◆ GIVEN PASSAGE ◆
Generally I've tried to add it where there is an action happening, so for example on the wind speed sensor I've added a log every tick, added a log entry for there not being enough ticks, and a confirmation that the wind speed reading process has been completed.

I think that this may be best as hashed comments, where the hash can be removed within the code to enable the additional logging lines. This means that most users never see it or the extra space, but if you want to enable it, it's easy to do, and can be easily targeted to the area where you think the issue might be.

ZodiusInfuser commented 1 year ago

@MrDrem There is more logging in the patch branch now. I am not sure it makes sense to include all of the ones from your fork, so let me know if there are any you think are essential and I'll consider adding them

MrDrem commented 1 year ago

I'll try to take a clone of the patch branch tonight, and see if I think there is anywhere else where logging might be good.

I suspect that I'll find that I like very verbose logging, which might be good to put in (space allowing) as commented out lines so that people can easily up the logging level as they require.

Records contained in a dataset:
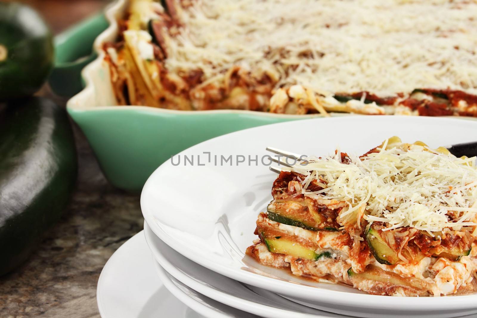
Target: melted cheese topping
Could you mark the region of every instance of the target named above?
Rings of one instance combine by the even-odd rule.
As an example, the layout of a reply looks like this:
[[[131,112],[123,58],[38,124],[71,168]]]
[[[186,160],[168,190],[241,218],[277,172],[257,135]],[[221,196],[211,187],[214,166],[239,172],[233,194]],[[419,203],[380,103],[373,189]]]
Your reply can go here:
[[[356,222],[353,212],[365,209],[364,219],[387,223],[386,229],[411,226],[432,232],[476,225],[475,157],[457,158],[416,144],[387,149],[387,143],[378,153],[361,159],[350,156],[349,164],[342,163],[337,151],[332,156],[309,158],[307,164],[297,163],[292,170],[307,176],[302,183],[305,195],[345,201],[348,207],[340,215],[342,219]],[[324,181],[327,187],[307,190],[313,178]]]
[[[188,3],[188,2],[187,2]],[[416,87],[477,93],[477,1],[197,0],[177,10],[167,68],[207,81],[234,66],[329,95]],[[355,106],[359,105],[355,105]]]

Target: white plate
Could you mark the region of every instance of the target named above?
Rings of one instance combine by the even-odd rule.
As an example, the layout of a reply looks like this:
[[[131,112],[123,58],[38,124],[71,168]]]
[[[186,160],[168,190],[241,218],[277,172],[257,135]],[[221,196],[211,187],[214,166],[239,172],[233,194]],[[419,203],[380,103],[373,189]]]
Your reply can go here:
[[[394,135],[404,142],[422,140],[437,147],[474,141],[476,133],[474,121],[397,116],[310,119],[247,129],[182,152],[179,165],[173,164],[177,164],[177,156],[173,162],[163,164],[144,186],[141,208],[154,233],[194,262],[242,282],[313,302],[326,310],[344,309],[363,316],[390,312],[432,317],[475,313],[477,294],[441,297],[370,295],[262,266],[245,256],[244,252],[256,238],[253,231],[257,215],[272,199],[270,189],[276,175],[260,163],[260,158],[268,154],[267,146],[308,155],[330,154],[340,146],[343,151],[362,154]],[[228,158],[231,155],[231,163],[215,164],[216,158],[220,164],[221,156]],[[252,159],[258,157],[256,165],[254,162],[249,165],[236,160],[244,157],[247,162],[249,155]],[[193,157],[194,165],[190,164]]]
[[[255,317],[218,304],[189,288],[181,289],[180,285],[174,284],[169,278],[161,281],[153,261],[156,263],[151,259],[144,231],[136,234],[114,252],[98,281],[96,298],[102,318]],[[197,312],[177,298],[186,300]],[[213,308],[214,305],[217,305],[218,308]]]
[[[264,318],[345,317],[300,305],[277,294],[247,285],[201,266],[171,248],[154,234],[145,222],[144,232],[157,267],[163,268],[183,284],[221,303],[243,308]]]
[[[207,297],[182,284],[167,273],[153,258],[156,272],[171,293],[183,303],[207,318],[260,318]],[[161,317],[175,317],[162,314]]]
...
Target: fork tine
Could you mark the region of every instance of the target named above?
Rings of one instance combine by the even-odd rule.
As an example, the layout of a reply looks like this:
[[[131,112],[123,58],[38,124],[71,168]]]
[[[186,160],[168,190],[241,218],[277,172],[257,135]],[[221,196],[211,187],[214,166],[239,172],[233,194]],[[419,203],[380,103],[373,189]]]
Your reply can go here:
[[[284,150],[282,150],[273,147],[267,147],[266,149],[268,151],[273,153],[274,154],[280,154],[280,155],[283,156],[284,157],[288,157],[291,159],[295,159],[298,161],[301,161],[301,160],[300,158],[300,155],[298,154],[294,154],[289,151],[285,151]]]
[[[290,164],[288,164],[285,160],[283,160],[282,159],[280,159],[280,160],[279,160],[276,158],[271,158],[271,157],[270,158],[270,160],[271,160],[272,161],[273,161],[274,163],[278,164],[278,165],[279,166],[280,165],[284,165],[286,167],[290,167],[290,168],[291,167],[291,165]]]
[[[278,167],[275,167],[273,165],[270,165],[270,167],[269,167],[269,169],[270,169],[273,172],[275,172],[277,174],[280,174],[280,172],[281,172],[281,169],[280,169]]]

◆ EXERCISES TO COMPLETE ◆
[A] Answer these questions about the logging discussion:
(i) What three log entries were added on the wind speed sensor?
(ii) Which branch does ZodiusInfuser say now has more logging?
(iii) When does MrDrem plan to clone that branch?
[B] Proceed with the logging discussion, picking up after its final sentence.
The data above come from a separate source.

◆ OUTPUTS ◆
[A]
(i) A log every tick, a log entry for there not being enough ticks, and a confirmation that the wind speed reading process has been completed.
(ii) The patch branch.
(iii) Tonight.

[B]
ZodiusInfuser commented 1 year ago

Try doing a fresh clone that pulls in phew too. I've just raised a pull request over there https://github.com/pimoroni/phew/pull/17 (and linked the patch enviro branch to it) that lets you set which of the (currently) five logging messages are actually logged. This does mean that a lot of the enviro logs are mislabelled, so some tidy up will be needed there. Some additional log types may be handy too, though they can't be specific to enviro.

ZodiusInfuser commented 1 year ago

There is a new release that adds more logging and control over logging: https://github.com/pimoroni/enviro/releases/tag/v0.0.9 I would welcome you looking over it and seeing what logging would still be of benefit.